Aufgabenliste.
A – Wie viele Bulgaren wollen laut der Studie, die der Text zum EU-Beitritt Rumäniens und Bulgariens anführt, in den ersten drei Jahren nach dem Beitritt in andere Mitgliedstaaten auswandern?
B – Erklären Sie anhand des Textes zum EU-Beitritt Rumäniens und Bulgariens, warum für Rumänien mit über 400.000 Auswanderern gerechnet wird.

### Bereitgestellter Text ###

Zweifellos sind Rumänen und Bulgaren ein Teil der europäischen Völkerfamilie, aber der EU-Beitritt kommt zu früh. Wie viele der neuen EU-Bürger sich angesichts der dortigen sozialen wie wirtschaftlichen Tristesse auf den Weg in die alten EU-Staaten machen werden, kann nur geschätzt werden. Die bulgarische Akademie der Wissenschaften nannte jedenfalls im Sommer in einer Studie die Zahl von 200.000 Bulgaren, die in den ersten drei Jahren nach dem EU-Beitritt ihrer Heimat in andere Mitgliedstaaten auswandern wollen. Und bei Rumänien, das zweieinhalbmal so viele Einwohner wie Bulgarien zählt, wäre wohl mit über 400.000 Menschen zu rechnen.

Im Gegensatz zur Erweiterungsrunde 2004, die wider besseres Wissen von der Polit-Nomenklatura durchgezogen wurde, scheinen der Kommission, die bisher vor allem als Sprachrohr der Erweiterungsphantasten in Erscheinung getreten ist, aber doch gewisse Zweifel an der EU-Reife Rumäniens und Bulgariens gekommen zu sein. So kann die Brüsseler Behörde die Auszahlung verschiedener Beihilfen verzögern, wenn die Gelder nicht ordnungsgemäß verwendet werden. Und ungezogenen Schülern gleich müssen Bukarest und Sofia der EU-Zentrale halbjährlich Berichte über den Stand der Reformen vorlegen. Diese sogenannten flankierenden Maßnahmen stellen einen Vorgang dar, der in der EU-Geschichte einmalig ist. Zwei Mitgliedstaaten werden der Kuratel durch Brüssel unterstellt, genauso wie es früher ein anderes real existierendes Gebilde, die verblichene Sowjetunion, mit ihren Satellitenstaaten im Ostblock tat.

### Bereitgestellte Daten ###

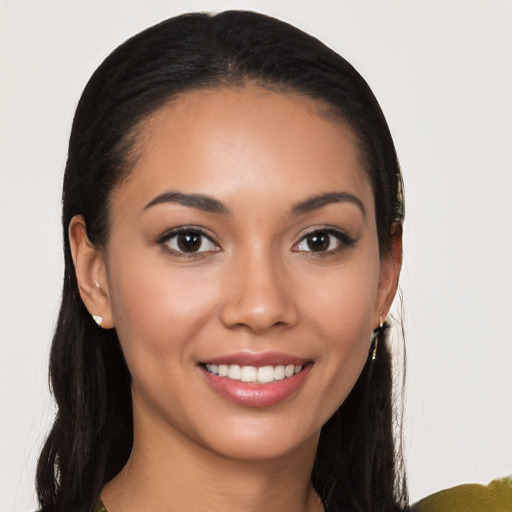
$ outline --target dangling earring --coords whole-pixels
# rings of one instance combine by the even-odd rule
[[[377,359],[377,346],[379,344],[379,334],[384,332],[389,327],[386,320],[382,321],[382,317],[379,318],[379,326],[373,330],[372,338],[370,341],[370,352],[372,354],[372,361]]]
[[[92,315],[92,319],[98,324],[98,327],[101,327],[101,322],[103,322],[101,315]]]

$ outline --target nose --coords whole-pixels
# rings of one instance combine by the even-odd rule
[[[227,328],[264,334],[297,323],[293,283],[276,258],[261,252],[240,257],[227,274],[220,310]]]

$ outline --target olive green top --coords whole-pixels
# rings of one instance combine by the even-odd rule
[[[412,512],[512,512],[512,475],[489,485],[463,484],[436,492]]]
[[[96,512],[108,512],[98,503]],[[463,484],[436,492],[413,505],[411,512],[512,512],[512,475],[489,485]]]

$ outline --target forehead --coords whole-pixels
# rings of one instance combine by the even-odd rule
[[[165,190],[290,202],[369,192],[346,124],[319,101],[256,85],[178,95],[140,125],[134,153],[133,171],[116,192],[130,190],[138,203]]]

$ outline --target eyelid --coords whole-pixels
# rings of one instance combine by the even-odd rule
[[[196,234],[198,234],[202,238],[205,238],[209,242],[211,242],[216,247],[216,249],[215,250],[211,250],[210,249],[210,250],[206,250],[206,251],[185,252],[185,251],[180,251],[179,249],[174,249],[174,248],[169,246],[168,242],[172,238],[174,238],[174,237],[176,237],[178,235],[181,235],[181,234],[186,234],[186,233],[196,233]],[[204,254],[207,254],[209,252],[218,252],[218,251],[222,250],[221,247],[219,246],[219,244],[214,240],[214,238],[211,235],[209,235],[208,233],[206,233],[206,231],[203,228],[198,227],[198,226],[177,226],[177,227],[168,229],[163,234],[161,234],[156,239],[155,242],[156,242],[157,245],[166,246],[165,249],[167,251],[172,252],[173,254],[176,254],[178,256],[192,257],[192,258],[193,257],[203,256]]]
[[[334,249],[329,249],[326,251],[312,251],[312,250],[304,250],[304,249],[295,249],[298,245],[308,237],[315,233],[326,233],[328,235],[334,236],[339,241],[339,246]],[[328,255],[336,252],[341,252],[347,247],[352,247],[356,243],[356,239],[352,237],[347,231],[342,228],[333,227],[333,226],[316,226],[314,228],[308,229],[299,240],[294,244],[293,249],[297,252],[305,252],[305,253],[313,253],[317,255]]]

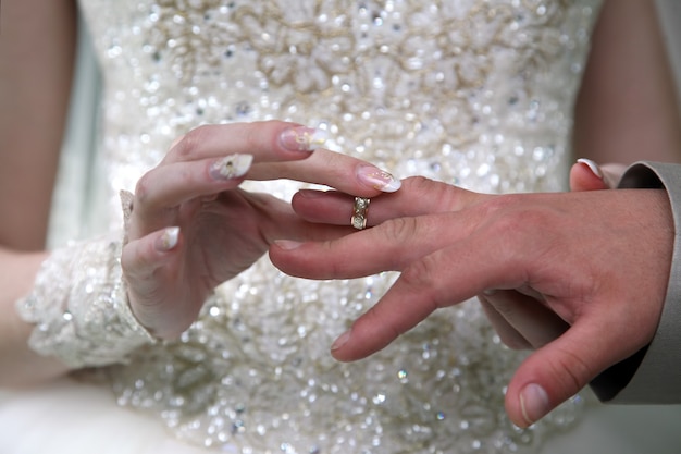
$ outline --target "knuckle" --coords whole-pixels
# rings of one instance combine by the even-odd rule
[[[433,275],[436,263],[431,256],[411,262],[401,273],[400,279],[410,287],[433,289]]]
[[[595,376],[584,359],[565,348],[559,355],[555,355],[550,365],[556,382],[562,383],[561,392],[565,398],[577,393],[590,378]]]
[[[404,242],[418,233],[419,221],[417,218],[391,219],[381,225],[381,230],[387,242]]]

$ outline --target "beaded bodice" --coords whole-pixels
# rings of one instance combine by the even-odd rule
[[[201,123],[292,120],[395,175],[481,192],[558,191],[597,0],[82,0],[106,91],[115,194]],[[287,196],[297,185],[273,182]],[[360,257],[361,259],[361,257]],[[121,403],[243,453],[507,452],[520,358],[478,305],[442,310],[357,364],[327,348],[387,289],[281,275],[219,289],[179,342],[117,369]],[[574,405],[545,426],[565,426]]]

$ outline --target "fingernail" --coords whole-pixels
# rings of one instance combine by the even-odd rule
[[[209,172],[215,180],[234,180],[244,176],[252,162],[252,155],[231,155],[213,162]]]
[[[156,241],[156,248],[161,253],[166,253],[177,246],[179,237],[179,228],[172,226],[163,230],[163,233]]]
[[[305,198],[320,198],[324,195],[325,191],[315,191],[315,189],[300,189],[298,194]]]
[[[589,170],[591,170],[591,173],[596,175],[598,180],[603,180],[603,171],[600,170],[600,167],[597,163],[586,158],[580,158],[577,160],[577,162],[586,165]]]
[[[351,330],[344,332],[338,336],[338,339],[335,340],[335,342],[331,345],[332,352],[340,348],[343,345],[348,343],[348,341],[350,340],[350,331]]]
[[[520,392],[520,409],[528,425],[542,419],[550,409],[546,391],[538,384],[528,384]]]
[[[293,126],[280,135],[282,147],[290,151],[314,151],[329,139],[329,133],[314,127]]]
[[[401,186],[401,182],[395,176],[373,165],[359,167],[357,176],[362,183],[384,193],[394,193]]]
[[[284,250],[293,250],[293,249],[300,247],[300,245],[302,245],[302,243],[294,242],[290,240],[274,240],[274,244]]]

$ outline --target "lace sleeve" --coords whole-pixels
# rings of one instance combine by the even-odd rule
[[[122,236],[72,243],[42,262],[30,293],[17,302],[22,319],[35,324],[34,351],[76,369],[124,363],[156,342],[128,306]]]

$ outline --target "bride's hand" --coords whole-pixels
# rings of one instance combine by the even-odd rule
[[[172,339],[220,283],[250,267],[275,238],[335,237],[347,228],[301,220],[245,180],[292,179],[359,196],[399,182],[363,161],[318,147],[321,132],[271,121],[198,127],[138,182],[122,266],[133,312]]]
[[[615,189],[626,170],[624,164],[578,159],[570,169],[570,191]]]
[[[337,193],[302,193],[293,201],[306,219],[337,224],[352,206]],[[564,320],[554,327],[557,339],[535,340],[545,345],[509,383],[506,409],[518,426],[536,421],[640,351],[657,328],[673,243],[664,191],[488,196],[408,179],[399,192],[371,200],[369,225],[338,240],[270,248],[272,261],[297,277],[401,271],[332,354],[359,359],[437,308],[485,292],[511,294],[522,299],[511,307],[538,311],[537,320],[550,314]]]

###
### Bereitgestellte Daten ###

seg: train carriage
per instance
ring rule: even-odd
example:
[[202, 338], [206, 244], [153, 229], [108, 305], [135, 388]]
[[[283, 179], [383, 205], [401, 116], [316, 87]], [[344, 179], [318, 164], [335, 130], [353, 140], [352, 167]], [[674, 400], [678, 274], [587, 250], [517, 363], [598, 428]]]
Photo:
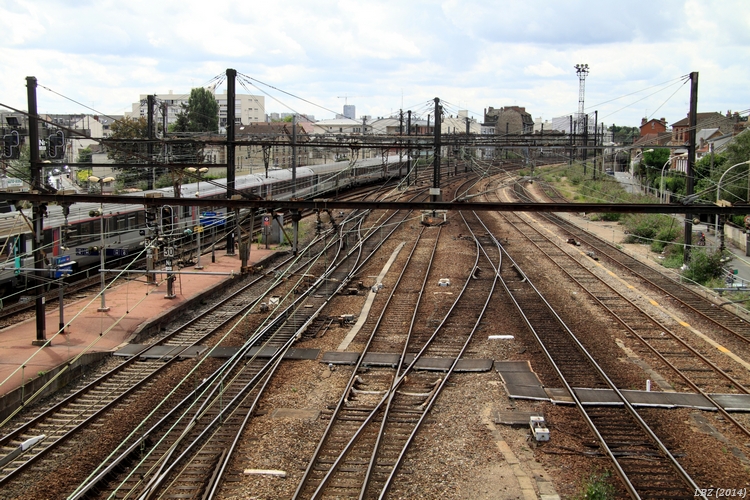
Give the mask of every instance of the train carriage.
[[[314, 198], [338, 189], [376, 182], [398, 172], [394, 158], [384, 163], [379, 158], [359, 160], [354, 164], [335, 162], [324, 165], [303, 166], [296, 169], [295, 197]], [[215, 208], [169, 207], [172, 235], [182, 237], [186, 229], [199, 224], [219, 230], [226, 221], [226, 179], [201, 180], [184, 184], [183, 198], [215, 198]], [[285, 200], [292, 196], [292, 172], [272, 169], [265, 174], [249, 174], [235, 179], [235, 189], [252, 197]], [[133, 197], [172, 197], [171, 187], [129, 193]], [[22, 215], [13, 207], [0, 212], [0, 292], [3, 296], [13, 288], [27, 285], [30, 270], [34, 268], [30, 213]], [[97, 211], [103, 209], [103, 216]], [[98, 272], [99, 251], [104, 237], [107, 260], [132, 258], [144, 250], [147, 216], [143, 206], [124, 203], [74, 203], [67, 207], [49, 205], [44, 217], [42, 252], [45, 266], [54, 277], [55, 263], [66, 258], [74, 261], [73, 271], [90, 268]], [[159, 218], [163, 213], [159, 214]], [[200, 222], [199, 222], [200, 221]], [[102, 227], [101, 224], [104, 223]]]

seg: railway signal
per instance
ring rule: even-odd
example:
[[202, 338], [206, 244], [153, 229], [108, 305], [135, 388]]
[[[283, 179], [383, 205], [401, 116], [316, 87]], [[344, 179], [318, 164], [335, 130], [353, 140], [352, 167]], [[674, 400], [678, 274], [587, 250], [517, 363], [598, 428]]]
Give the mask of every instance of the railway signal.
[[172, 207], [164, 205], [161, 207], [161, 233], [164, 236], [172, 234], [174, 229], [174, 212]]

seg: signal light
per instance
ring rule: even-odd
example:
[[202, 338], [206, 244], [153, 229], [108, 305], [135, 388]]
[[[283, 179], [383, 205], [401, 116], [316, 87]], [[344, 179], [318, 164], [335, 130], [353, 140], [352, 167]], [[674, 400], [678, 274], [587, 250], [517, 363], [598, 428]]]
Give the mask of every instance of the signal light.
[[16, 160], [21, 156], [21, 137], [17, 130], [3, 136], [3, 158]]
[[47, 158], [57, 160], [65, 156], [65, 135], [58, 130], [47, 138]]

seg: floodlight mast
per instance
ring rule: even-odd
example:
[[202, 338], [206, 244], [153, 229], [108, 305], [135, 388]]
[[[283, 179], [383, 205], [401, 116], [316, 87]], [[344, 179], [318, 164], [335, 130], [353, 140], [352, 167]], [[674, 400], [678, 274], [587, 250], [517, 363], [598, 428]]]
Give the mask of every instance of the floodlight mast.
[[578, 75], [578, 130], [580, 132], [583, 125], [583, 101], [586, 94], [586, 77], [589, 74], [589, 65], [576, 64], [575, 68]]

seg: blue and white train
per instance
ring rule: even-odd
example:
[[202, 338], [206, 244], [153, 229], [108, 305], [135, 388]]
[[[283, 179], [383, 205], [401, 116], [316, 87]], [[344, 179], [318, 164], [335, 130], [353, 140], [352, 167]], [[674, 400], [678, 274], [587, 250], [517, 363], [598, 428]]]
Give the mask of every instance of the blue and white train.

###

Lösungen.
A – Laut der Studie der bulgarischen Akademie der Wissenschaften sind es 200.000 Bulgaren.

B – Der Text leitet diese Zahl aus der Bevölkerungsgröße ab. Rumänien zählt zweieinhalbmal so viele Einwohner wie Bulgarien, für das eine Studie 200.000 auswanderungswillige Menschen nennt.